**EXERCISE DESCRIPTION**
Please reproduce all of the material below, changing "one per instance" to "one for each instance" wherever it occurs and keeping everything else the same.

**SUPPLIED MATERIAL**
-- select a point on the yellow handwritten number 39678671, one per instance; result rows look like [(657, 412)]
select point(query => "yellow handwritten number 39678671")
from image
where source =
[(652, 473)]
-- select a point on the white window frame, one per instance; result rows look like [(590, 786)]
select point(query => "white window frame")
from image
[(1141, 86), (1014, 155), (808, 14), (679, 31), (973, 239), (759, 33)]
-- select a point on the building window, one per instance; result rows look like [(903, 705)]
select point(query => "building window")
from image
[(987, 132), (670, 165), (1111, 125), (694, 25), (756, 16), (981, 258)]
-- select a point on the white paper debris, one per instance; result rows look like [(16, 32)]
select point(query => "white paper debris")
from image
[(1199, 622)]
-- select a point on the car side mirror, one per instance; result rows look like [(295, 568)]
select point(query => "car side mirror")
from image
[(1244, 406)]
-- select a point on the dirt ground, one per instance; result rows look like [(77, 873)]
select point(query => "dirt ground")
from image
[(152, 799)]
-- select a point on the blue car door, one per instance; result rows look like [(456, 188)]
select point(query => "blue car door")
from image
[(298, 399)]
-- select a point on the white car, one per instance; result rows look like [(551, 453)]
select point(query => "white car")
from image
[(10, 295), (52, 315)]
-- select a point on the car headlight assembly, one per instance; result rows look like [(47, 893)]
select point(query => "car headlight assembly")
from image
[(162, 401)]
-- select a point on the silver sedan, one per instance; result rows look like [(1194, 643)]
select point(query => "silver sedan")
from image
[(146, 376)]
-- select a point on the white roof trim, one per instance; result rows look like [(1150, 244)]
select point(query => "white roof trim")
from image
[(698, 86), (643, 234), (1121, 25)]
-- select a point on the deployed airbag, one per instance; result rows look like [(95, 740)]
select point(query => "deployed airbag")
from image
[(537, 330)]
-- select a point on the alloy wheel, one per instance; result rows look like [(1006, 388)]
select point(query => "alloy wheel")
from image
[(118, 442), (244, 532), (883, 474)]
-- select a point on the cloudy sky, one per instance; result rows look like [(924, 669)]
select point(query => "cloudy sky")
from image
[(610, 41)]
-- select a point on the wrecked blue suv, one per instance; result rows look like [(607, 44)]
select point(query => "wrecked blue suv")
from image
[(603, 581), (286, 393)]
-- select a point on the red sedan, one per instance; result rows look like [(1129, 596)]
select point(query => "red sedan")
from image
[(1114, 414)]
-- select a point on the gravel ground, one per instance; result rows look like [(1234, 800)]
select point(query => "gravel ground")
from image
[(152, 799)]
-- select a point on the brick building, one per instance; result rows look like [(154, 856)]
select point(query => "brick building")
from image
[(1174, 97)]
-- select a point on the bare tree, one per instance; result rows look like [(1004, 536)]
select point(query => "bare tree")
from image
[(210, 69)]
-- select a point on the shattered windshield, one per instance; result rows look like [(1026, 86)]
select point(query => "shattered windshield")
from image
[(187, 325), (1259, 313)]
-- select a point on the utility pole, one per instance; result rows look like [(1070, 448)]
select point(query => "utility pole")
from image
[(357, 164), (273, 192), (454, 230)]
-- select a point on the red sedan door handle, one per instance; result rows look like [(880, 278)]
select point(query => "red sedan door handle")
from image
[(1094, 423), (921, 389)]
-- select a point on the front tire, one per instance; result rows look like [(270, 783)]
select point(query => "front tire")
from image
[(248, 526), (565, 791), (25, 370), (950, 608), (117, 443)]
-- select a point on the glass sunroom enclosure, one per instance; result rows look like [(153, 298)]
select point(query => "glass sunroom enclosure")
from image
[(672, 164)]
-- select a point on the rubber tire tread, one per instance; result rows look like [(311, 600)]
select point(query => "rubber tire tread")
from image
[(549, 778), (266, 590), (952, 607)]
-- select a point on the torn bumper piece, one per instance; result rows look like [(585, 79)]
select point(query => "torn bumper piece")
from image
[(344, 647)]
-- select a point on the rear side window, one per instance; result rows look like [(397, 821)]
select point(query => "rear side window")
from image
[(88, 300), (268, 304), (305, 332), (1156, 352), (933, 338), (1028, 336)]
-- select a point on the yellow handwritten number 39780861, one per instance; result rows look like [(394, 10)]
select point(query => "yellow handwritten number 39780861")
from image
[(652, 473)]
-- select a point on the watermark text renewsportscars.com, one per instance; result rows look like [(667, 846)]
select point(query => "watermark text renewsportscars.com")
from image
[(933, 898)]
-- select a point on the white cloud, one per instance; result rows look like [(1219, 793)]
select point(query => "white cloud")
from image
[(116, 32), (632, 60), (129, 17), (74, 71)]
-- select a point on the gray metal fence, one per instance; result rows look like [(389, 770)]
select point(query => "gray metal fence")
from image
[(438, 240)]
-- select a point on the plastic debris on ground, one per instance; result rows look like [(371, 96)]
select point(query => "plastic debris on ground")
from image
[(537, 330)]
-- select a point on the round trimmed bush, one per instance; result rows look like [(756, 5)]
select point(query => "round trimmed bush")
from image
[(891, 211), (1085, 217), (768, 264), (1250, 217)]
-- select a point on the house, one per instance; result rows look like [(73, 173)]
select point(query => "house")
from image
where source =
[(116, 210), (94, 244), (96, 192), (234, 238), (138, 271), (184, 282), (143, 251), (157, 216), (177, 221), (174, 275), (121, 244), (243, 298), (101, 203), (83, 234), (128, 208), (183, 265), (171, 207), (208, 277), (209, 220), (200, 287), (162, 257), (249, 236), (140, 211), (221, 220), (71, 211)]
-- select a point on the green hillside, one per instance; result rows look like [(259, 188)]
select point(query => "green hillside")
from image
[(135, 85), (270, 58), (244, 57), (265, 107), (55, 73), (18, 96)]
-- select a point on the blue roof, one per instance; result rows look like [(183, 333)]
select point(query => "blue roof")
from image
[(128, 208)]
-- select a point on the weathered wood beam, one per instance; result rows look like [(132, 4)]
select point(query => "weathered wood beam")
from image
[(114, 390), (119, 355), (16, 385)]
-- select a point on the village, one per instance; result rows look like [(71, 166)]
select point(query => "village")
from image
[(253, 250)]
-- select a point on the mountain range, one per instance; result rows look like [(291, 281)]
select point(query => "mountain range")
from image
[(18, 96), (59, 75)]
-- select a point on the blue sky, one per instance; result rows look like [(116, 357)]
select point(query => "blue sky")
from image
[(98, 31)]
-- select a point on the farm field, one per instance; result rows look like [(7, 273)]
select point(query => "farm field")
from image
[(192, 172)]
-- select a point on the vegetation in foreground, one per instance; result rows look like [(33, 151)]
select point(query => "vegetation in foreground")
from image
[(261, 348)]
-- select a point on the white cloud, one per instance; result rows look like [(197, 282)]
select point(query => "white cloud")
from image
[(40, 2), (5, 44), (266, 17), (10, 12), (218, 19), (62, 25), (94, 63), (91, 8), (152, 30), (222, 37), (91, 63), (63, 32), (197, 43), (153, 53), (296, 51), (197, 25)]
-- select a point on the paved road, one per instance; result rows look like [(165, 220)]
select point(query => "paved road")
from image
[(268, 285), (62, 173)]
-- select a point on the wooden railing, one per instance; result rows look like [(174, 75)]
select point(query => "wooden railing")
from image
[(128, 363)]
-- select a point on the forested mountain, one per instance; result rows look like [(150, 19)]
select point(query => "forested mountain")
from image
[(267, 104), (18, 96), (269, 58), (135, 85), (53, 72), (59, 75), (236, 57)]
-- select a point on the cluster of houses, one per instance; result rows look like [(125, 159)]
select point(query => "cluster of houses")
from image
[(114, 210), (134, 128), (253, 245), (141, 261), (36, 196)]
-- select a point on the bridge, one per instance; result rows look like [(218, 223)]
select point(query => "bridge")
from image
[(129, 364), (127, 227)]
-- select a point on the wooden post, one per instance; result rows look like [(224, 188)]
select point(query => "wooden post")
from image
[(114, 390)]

**RESULT OF THIS EXERCISE**
-- select a point on the yellow handwritten number 39678671, one for each instance; result rows look like [(657, 412)]
select point(query => "yellow handwritten number 39678671")
from image
where source =
[(652, 473)]
-- select a point on the white window frame, one for each instance; result rows look like [(590, 786)]
select point(query => "white window frame")
from image
[(1141, 86), (1014, 155), (808, 14), (679, 31), (973, 239), (759, 33)]
-- select a point on the building window, one for each instance; result rows look like [(903, 705)]
select point(query => "building window")
from image
[(987, 132), (670, 165), (1111, 125), (694, 25), (756, 16), (981, 258)]
-- select a point on the white paper debris, one for each instance; result rows look like [(16, 32)]
select point(query => "white paper debris")
from image
[(1199, 622)]
-- select a point on the car side mirror, one for each instance; result rows look like [(295, 568)]
select point(query => "car side mirror")
from image
[(1244, 406)]
-- select a point on the dirt ground, one for each instance; result rows look like [(77, 873)]
select point(query => "dirt ground")
from image
[(152, 799)]
-- select a point on the blue car door, one for each instance; result rows look like [(456, 188)]
select point(query => "blue car door")
from image
[(298, 399)]
-- select a point on the white car, one for each instance; result rows look like [(551, 453)]
select point(query => "white car")
from image
[(10, 295), (52, 315)]
-- select a point on the car headlight assembly, one for each instance; result rows look like [(47, 893)]
select point(query => "car headlight assembly")
from image
[(162, 401)]
-- select a point on the silver sedan, one for each instance; result rows look like [(1194, 643)]
select point(query => "silver sedan")
from image
[(146, 376)]
-- select a point on the white roof trim, one for each instance; result rows look like [(1150, 244)]
select point(query => "white roof trim")
from image
[(698, 86), (643, 234), (1121, 25)]
-- select a point on the deployed airbag, one for each instance; result rows look like [(95, 740)]
select point(query => "deployed airbag")
from image
[(537, 330)]
-- select a point on the alloy wheel, one for each instance; result rows look like [(1006, 388)]
select point(query => "alloy wheel")
from image
[(118, 442), (244, 532), (883, 474)]
-- select a point on the cloudy sky, one for each instance; result rows look like [(924, 669)]
select point(query => "cloudy sky")
from image
[(610, 41)]
-- select a point on the wrecked blue suv, one for each instance; result rows look like [(607, 44)]
select point(query => "wrecked blue suv")
from image
[(603, 581), (286, 393)]
-- select a point on the red sedan, one for each instance; result rows look like [(1129, 596)]
select point(query => "red sedan")
from image
[(1114, 414)]
-- select a point on the gravel ground, one for each instance; result rows look like [(1234, 800)]
select point(query => "gravel ground")
from image
[(152, 799)]
-- select a point on the brick building, one for each instance; result rows look like [(154, 856)]
select point(query => "brick building")
from image
[(1174, 97)]
-- select a point on the bare tree, one for each instance; result rows look like [(1004, 536)]
select point(query => "bare tree")
from image
[(210, 69)]
-- select a point on the shattered windshield, one for each instance; result rows look like [(1026, 86)]
select point(query => "shattered windshield")
from image
[(187, 325), (1259, 313)]
-- select a point on the utility pole, one for each instance; result rows look like [(1070, 448)]
select point(query => "utility pole")
from image
[(357, 164), (273, 192), (454, 230)]
-- select a point on the red sedan door handle, one for each instance; result rows look like [(880, 278)]
select point(query => "red sedan door handle")
from image
[(1094, 423), (921, 389)]
-- select a point on the front tire, one for each instance; result rows look like [(270, 783)]
select point(query => "front tire")
from image
[(248, 526), (565, 791), (25, 370), (950, 608), (117, 443)]
-- select a point on the glass sunroom enclosure, one for each instance; result rows look like [(153, 298)]
select point(query => "glass sunroom enclosure")
from image
[(672, 164)]
-- select a point on the rubber tire tread, one for each instance; result rows look like [(311, 600)]
select point(query => "rubber tire tread")
from image
[(549, 778), (266, 590), (952, 607)]
-- select a point on the torn bumper piece, one for each instance; result rows look like [(585, 79)]
select point(query => "torn bumper piece")
from image
[(344, 647)]
-- select a point on the rear side window, one for each instance; result rows look like [(397, 821)]
select point(query => "rear side window")
from image
[(88, 300), (268, 304), (305, 332), (1156, 352), (933, 338), (1028, 336)]
-- select a point on the yellow handwritten number 39780861, one for each instance; result rows look like [(394, 10)]
select point(query => "yellow handwritten number 39780861")
from image
[(652, 473)]
-- select a point on the watermark text renewsportscars.com, one for each instance; result rows look like [(667, 846)]
select point(query => "watermark text renewsportscars.com")
from image
[(933, 898)]
-- select a point on the white cloud, one for each instance; result rows look like [(1219, 793)]
select point(query => "white cloud")
from image
[(116, 32), (632, 60), (129, 17), (74, 71)]
-- select a point on the gray metal fence, one for each instance; result rows look like [(389, 770)]
select point(query => "gray metal fence")
from image
[(438, 240)]
-- select a point on the plastic debris on ground, one for each instance; result rows look like [(371, 96)]
select point(query => "plastic debris on ground")
from image
[(537, 330)]
-- select a point on the round trimmed bush, one for each instance; result rows look like [(756, 5)]
select point(query => "round trimmed bush")
from image
[(891, 211), (1085, 217), (768, 264), (1250, 217)]
-- select a point on the house, one for each instance; result rows look like [(73, 173)]
select point(query => "house")
from image
where source =
[(116, 210), (94, 244), (96, 192), (234, 238), (138, 271), (184, 282), (143, 251), (157, 216), (177, 221), (174, 275), (121, 244), (243, 298), (101, 203), (83, 234), (128, 208), (183, 265), (171, 207), (208, 277), (209, 220), (200, 287), (162, 257), (249, 236), (140, 211), (221, 220), (71, 211)]
-- select a point on the green hillside, one for each instance; result rows look like [(259, 188)]
select point(query => "green hillside")
from image
[(135, 85), (270, 58), (244, 57), (265, 107), (55, 73), (18, 96)]
-- select a point on the blue roof, one for each instance; result rows look like [(183, 333)]
select point(query => "blue roof")
from image
[(128, 208)]
-- select a point on the weathered wood beam, one for each instance; result rows look like [(132, 4)]
select point(query => "weathered wood beam")
from image
[(114, 390), (119, 355), (16, 385)]
-- select a point on the village, one for each instance; result rows look like [(71, 166)]
select point(query => "village")
from image
[(253, 250)]
-- select a point on the mountain range, one for each instance; result rows look like [(291, 281)]
select point(query => "mountain range")
from image
[(18, 96), (59, 75)]
-- select a point on the blue sky, one for each instance; result rows look like [(116, 357)]
select point(query => "blue sky")
from image
[(98, 31)]
-- select a point on the farm field, one for each instance; result rows look like [(7, 273)]
select point(query => "farm field")
from image
[(192, 172)]
-- select a point on the vegetation in foreground, one for each instance; result rows look like [(33, 151)]
select point(query => "vegetation in foreground")
from image
[(261, 348)]
-- select a point on the white cloud, one for each instance; result rows look like [(197, 282)]
select point(query => "white cloud")
from image
[(40, 2), (5, 44), (266, 17), (10, 12), (218, 19), (62, 25), (94, 63), (91, 8), (152, 30), (222, 37), (91, 63), (63, 32), (197, 43), (153, 53), (296, 51), (197, 25)]
-- select a point on the paved road, one for each instance; result rows look like [(165, 220)]
select point(query => "paved road")
from image
[(268, 285), (62, 173)]
-- select a point on the wooden railing, one for each instance; result rows look like [(174, 75)]
select point(query => "wooden railing")
from image
[(128, 363)]
-- select a point on the forested mountain, one for each instance; result rows look like [(150, 19)]
select point(query => "forested mountain")
from image
[(267, 104), (18, 96), (269, 58), (135, 85), (53, 72), (59, 75), (236, 57)]
-- select a point on the cluster of houses, one for each instance; result rows look like [(125, 159)]
select point(query => "cluster of houses")
from image
[(114, 210), (134, 128), (253, 245), (141, 261), (36, 196)]
-- select a point on the bridge, one for each instance; result rows look like [(218, 223)]
select point(query => "bridge")
from image
[(129, 364), (127, 227)]
-- select a point on the wooden post, one for each instance; result rows look like [(224, 188)]
select point(query => "wooden post")
from image
[(114, 390)]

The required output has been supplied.